[START]
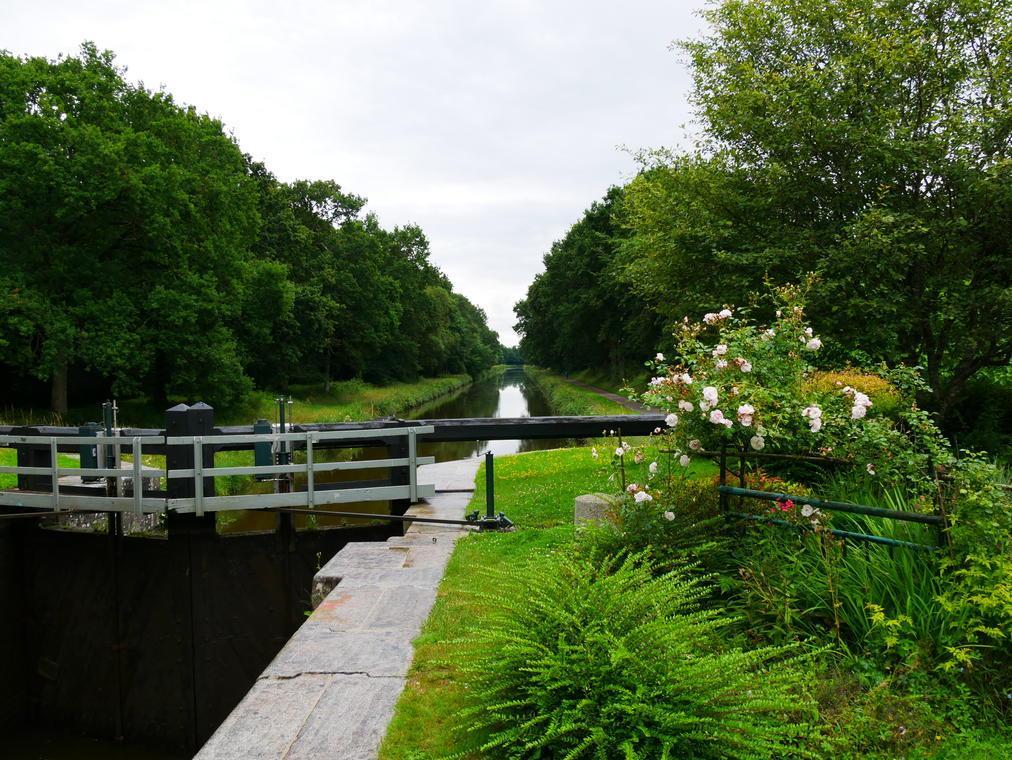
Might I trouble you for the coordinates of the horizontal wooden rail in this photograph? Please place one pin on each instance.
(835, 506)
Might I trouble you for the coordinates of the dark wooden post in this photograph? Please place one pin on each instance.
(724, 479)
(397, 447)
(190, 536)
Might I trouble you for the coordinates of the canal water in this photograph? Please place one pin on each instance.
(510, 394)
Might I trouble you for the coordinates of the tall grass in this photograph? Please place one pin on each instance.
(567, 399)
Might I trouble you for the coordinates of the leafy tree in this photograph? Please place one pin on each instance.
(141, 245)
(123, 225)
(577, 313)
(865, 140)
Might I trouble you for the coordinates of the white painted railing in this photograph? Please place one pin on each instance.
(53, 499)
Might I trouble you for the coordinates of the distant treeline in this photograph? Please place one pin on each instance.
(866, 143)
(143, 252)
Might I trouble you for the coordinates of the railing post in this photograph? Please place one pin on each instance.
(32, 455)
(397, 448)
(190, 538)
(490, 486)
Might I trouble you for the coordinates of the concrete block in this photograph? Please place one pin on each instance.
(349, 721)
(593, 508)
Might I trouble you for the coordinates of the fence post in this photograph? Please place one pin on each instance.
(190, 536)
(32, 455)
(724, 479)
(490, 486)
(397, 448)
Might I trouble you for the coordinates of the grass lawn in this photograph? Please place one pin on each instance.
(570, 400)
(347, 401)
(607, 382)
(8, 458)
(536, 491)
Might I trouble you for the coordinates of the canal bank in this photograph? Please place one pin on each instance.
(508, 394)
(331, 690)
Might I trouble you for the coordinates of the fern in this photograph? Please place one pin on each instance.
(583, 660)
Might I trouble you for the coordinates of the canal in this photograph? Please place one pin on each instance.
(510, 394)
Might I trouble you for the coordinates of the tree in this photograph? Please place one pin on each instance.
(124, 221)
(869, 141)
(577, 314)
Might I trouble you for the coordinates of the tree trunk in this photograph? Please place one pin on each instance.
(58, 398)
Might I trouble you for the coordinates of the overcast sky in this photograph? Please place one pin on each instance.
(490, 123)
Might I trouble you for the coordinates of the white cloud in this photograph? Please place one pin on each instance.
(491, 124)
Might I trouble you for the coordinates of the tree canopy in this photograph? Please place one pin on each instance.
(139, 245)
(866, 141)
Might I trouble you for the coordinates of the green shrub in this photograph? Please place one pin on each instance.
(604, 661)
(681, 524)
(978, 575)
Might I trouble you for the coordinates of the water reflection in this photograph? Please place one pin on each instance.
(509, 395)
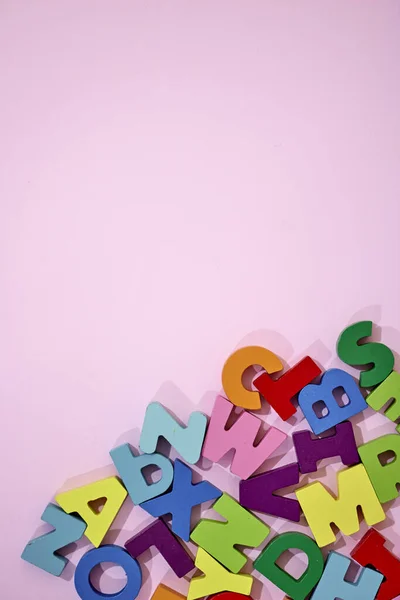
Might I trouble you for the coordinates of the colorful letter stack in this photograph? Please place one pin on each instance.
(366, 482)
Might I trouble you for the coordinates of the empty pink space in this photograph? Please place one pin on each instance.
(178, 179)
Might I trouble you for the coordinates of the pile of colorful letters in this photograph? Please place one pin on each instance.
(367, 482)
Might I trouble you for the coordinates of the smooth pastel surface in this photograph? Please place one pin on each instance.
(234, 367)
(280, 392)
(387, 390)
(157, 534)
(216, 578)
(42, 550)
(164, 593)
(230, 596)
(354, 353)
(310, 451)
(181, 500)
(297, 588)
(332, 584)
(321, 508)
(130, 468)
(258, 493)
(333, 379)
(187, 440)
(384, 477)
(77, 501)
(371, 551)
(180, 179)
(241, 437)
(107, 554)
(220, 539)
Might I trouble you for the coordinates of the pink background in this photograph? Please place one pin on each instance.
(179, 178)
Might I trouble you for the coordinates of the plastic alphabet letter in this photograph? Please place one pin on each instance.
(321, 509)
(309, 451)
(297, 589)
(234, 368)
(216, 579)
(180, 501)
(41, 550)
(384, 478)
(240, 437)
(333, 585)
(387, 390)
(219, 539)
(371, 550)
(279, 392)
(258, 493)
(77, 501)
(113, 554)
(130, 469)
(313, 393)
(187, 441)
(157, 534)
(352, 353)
[END]
**Exercise details:**
Everything from the line containing "Might I trouble you for the coordinates of the pink" to the end of the records must be written out exactly; include both of those lines and no others.

**Correct response:**
Might I trouble you for the coordinates of the pink background in this photograph? Please place one pin on each instance.
(179, 178)
Might I trouble you for the coordinates of the plastic alphabet letter in this photograph? Please place one pin on each instance.
(321, 509)
(309, 451)
(297, 589)
(234, 368)
(216, 579)
(180, 501)
(41, 550)
(384, 478)
(240, 437)
(333, 585)
(387, 390)
(219, 539)
(371, 550)
(279, 392)
(258, 493)
(77, 501)
(113, 554)
(130, 469)
(313, 393)
(187, 441)
(157, 534)
(352, 353)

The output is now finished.